§ **FRAGMENTO DE TEXTO**:
>>>>

# Ayudita con la conexion polo a tierra



## ANTILLANO (Jun 25, 2007)

Amigos, mi inquietud es la siguiente:

Ya tengo todos los materiales para implementar una conexion polo a tierra en mi casa, me falta tener muy claro como voy hacer la conexion, en el toma corriente hay una celda en la que el conector en mas grande que el otro, debo tener algun cuidado con eso para conectarle los 115v?

Referenciado contra que, puedo hallar el posible + de esos 115?

Tengo otro toma corriente unos metros despues del que les hablo, y tambien deseo unirlo a la conexion polo a tierra, estaría bien si puenteo en el primer toma otro cable dirigido a otro toma? ó debe ser directamente desde la varilla?

Gracias por sus comentarios.


----------



## Joan_Vicente (Jul 8, 2007)

Vamos a ver, sobre todo no te lies y no hagas experimentos....

La empresa suministradora te entregara, para una instalación monofasica, dos polos (cables) que son FASE (Normalmante cable de color marrón, negro o gris) y NEUTRO (Azul), luego en tu instalación debes proveer una toma de TIERRA o MASA a traves de una varilla de cobre enterrada, de esta varilla debe salir un cable entre 6 y 10mm2 de color amarillo/verde que va hasta la caja de conexiones principal, es decir donde van los elementos de protección (Diferencial, ICPs etc..).

<<<<

§ **TRABAJO REQUERIDO**:
1. En el texto sobre la conexión polo a tierra, ¿de qué color debe ser el cable que sale de la varilla de cobre?
2. Por favor, prosigue el texto sobre la conexión polo a tierra a partir de su última oración.
Para responder no hacen falta las líneas.

§ **DATOS PROPORCIONADOS**:

>>>>

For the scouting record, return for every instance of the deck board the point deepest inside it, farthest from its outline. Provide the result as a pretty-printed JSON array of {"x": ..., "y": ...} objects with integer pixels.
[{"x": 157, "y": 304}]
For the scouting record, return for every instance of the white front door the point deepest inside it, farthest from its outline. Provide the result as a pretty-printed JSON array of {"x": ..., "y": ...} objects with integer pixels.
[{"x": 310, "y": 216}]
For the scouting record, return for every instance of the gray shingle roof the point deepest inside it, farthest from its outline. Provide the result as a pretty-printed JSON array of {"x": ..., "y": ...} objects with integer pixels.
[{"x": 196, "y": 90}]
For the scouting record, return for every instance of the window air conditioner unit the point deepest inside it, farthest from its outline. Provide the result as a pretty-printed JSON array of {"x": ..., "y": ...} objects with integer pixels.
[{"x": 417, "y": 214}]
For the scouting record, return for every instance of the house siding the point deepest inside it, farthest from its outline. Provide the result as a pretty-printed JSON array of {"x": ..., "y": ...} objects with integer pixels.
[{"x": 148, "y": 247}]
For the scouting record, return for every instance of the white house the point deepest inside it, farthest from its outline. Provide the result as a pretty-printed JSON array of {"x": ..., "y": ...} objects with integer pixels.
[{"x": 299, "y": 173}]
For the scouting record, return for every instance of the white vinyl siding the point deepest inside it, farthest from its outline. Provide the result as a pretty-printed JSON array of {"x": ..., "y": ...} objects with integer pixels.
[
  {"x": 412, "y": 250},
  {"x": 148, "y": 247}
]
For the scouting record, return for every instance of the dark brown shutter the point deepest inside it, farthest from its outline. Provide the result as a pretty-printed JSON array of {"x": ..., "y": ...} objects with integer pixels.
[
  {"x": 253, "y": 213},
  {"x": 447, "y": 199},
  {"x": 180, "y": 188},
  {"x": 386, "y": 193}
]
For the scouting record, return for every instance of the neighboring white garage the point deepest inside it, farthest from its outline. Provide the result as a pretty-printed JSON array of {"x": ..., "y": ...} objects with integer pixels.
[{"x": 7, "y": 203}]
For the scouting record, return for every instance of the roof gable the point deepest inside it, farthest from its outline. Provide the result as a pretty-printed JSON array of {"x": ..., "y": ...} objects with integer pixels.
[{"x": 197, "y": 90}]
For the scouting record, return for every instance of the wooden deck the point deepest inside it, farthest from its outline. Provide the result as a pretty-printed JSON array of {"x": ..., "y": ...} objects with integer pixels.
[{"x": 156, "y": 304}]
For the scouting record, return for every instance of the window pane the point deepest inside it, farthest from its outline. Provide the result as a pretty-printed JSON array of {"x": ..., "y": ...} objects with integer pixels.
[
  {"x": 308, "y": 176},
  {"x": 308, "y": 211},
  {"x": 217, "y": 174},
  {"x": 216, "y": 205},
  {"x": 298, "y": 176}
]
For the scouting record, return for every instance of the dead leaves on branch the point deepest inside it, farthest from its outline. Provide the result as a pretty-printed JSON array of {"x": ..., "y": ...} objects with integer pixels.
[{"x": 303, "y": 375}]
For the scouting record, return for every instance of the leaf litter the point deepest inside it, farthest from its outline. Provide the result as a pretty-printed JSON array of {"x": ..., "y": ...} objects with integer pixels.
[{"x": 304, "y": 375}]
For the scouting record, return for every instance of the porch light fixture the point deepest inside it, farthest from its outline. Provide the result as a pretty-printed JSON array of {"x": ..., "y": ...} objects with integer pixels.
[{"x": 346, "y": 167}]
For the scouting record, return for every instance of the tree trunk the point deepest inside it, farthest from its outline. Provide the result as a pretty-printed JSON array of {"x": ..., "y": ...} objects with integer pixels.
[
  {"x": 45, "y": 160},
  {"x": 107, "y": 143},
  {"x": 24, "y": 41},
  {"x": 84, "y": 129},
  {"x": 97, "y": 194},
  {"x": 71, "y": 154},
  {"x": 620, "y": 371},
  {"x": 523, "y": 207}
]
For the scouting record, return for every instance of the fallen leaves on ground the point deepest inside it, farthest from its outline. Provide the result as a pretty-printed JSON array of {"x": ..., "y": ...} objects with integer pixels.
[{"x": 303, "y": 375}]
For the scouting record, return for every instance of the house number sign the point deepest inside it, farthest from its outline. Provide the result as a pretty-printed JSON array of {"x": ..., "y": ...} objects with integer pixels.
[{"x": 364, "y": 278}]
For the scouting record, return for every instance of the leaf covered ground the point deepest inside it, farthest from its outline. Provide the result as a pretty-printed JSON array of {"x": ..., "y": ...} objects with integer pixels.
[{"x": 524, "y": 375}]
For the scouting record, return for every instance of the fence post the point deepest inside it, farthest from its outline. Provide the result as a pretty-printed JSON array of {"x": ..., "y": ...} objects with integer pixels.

<<<<

§ **TAREAS RESUELTAS**:
1. Amarillo/verde.

2.
Y ahora respondiendo a tu pregunta: Este cable de masa o tierra (color amarillo/verde), lo debes llevar a capa punto de tu instalación SIN INTERRUPCIONES, lo normal es que cada conexión se haga en el cajetin de conexiones de cada circuiro y desde ahi vaya hasta el elemento a proteger (por ejemplo un enchufe, una lámpara, un motor.... etc.). Podrias hacer conectar la siguiente toma de tierra tomandola desde otra no debes tener ningun problema, aun que lo correcto seria hacerlo como te he descrito más arriba (Inmaginate que mañana decides suprimir este toma intermedia... )

Recuerda conectarlo de forma que su continuidad no se interrumpa aun que quites cualquier elemento de la instalación.

Por último SIEMPRE entre fase y neutro tendras los 115v. y entre fase y tierra tentras 115V. y entre Neutro y tierra tendras, en teoria 0V.

Pero OJO NO PUEDES CONECTAR NADA ENTRE FASE Y TIERRA, recuerdalo NUNCA.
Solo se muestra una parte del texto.